Reading passage.
— Begin —

Long: net ads status -P

Short: net ads info

wbinfo -t

wbinfo -u

wbinfo -g

getent passwd TESTDOMAIN+msalerno

getent passwd 20045

getent group TESTDOMAIN+unixusers

getent group 20000

# Purging logs and idmap cache

rm -f /var/cache/samba/winbindd_*

rm -f /var/cache/samba/idmap_cache.tdb

rm -f /var/log/samba/*

/etc/ini.d/samba restart && /etc/init.d/winbind restart

# Deleting winbind machine sid (local) and clearing logs - Requires re-join

rm -f /var/log/samba/*.tdb && rm -f /etc/samba/*tdb && rm -f /var/cache/samba/* && 

rm -f /var/log/samba/*

/etc/ini.d/samba restart && /etc/init.d/winbind restart

----------

## ShineOn

I know this is an old topic, but things have changed.

Starting with Samba 3.3, the idmap functionality for idmap_ad with rfc2307 no longer uses gidNumber, even though gidNumber is the rfc2307 primary group attribute.

For some reason, they chose to ignore rfc2307 just for the primary gid - they still use uidNumber, unixHomeDirectory for home directory and loginShell for the login shell.

Now, they default to use the Active Directory proprietary attribute primaryGroupID, which always defaults on user object creation to "513" which is the Windows "Domain Users" group.  To get the gid of the primaryGroupID they have to do a second lookup of the group identified by the primaryGroupID, to find the gidNumber of that group object.

I have no idea what the general repercussions of reassigning the primaryGroupID to another group object would be.

I am as yet unaware of a way to force idmap_ad with rfc2307 to force use of the user objects' gidNumber value.  If the Samba team is looking for something constructive to do, that would be my suggestion - add an option to make idmap_ad with rfc2307 behave the way it is supposed to, and use the gidNumber instead of the proprietary AD primaryGroupID with its secondary lookup to find gidNumber.

So, if you had older Samba with idmap_ad and rfc2307 integration working perfectly, don't upgrade to any Samba 3.30 or later or you will have to make major changes to how your groups are assigned.  If you have been using extended ACL support to assign POSIX permissions based on the primary gid you had populated in the rfc2307 gidNumber attribute, you will have to deal with that as well.

----------

— End —

Data records.

— Begin —

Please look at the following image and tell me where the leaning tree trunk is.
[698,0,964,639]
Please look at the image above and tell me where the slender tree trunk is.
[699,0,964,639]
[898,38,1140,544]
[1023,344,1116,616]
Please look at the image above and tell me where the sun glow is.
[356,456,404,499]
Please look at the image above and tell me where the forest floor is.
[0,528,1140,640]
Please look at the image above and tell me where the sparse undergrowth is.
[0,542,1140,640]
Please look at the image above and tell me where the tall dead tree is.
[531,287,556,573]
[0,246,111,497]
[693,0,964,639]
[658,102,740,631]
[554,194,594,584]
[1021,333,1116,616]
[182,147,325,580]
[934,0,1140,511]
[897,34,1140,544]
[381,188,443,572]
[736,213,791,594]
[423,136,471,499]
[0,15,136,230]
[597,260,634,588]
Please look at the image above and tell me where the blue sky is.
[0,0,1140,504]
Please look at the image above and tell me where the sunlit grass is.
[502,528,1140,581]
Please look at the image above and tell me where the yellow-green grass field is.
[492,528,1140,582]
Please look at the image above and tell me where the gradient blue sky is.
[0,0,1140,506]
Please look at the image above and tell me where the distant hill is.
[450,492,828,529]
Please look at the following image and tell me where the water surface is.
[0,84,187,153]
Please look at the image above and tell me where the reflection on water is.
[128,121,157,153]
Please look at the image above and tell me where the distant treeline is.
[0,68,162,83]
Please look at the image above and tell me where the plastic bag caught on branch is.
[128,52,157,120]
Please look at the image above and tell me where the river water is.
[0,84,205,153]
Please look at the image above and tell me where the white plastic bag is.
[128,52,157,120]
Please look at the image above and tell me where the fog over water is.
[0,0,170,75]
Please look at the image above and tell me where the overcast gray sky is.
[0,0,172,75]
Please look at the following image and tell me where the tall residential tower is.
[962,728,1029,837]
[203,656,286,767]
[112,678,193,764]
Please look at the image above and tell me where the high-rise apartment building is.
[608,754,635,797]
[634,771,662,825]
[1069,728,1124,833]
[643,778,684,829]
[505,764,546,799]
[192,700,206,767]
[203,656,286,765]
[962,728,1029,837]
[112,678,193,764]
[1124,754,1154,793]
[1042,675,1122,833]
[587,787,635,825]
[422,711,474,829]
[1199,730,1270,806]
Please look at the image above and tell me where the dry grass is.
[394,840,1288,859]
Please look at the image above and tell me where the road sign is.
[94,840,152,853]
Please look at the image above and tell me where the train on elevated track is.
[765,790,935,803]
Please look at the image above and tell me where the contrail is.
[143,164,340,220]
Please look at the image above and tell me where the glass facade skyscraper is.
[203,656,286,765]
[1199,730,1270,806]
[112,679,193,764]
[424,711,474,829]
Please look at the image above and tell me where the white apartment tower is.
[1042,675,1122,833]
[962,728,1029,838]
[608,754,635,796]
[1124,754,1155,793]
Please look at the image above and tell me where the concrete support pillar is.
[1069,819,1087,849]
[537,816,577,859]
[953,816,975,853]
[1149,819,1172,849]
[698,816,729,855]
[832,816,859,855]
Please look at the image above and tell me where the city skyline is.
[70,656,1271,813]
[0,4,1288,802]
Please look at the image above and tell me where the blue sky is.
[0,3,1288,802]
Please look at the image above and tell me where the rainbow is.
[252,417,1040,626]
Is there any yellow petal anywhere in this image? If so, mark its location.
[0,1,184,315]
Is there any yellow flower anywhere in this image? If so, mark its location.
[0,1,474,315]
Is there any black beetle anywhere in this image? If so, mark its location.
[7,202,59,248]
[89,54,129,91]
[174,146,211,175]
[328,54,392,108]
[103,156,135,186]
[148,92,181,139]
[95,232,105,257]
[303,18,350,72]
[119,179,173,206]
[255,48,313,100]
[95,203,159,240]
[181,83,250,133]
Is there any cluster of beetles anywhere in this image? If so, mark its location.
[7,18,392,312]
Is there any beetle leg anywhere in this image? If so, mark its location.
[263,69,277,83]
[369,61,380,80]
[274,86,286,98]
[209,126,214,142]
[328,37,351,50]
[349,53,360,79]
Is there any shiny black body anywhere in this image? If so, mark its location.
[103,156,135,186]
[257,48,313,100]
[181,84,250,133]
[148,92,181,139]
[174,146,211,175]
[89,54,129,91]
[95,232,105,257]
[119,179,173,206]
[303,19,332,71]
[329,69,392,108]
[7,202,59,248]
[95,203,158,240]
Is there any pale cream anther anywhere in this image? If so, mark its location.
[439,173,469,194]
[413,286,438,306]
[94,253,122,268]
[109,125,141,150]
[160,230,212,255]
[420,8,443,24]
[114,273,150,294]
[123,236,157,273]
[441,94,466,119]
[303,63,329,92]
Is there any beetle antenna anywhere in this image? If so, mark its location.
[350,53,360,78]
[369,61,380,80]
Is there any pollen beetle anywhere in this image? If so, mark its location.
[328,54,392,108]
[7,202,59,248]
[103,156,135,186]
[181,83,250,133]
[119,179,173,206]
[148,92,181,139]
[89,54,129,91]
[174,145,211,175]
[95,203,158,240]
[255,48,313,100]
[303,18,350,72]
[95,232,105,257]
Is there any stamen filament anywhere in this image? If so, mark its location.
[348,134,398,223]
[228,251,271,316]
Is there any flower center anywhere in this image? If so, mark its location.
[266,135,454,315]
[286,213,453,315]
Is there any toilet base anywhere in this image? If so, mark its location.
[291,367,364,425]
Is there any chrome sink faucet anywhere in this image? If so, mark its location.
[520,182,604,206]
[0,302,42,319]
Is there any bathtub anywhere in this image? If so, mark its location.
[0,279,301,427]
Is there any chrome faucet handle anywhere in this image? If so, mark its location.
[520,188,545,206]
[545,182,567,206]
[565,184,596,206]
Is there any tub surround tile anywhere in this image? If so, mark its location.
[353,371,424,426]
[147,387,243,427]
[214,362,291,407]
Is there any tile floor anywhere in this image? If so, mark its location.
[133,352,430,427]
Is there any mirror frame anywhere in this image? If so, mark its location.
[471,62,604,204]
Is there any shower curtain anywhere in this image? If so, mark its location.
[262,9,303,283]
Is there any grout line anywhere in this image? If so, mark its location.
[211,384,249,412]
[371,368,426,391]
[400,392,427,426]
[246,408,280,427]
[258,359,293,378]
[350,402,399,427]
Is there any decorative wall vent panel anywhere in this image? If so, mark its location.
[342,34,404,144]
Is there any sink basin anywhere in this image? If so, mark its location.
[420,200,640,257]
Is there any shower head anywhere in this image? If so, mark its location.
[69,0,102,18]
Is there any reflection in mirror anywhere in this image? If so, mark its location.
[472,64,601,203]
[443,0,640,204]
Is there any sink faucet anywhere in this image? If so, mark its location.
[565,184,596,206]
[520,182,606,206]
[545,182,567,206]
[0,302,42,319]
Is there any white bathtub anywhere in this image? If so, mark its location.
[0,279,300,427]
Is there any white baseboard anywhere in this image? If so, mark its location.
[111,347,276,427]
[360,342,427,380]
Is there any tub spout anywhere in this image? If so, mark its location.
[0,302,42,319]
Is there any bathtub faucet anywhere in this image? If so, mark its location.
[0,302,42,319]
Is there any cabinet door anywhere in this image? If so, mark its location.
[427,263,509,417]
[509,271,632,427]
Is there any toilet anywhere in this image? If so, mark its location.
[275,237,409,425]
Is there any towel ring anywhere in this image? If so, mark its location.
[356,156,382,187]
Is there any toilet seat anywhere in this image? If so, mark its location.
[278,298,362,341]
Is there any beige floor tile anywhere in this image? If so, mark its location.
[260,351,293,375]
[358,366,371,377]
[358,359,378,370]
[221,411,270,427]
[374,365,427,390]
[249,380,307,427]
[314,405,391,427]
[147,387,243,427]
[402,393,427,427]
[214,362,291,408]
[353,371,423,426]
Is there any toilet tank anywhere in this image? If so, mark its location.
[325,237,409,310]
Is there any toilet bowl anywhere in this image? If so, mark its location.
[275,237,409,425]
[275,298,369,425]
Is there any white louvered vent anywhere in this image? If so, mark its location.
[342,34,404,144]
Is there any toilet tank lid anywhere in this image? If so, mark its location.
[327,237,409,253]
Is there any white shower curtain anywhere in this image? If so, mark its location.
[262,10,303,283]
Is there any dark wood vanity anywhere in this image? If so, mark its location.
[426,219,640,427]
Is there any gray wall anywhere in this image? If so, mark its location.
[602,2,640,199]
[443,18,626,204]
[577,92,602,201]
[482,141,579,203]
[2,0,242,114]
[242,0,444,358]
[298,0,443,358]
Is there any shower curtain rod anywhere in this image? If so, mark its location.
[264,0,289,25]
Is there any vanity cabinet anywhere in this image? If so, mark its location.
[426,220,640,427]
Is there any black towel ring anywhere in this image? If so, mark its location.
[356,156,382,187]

— End —

Goal 1. According to the Samba forum thread, which attribute does idmap_ad with rfc2307 use by default for the primary group starting with Samba 3.3?
Goal 2. Restate, more briefly, the paragraph in the Samba forum thread that begins "Now, they default to use".

Full solution 1. It uses the Active Directory proprietary attribute primaryGroupID.

Full solution 2. The default is now the Active Directory proprietary attribute primaryGroupID. When a user object is created, this attribute is always set to "513," the Windows "Domain Users" group. To get the primary gid, a second lookup of that group finds its gidNumber.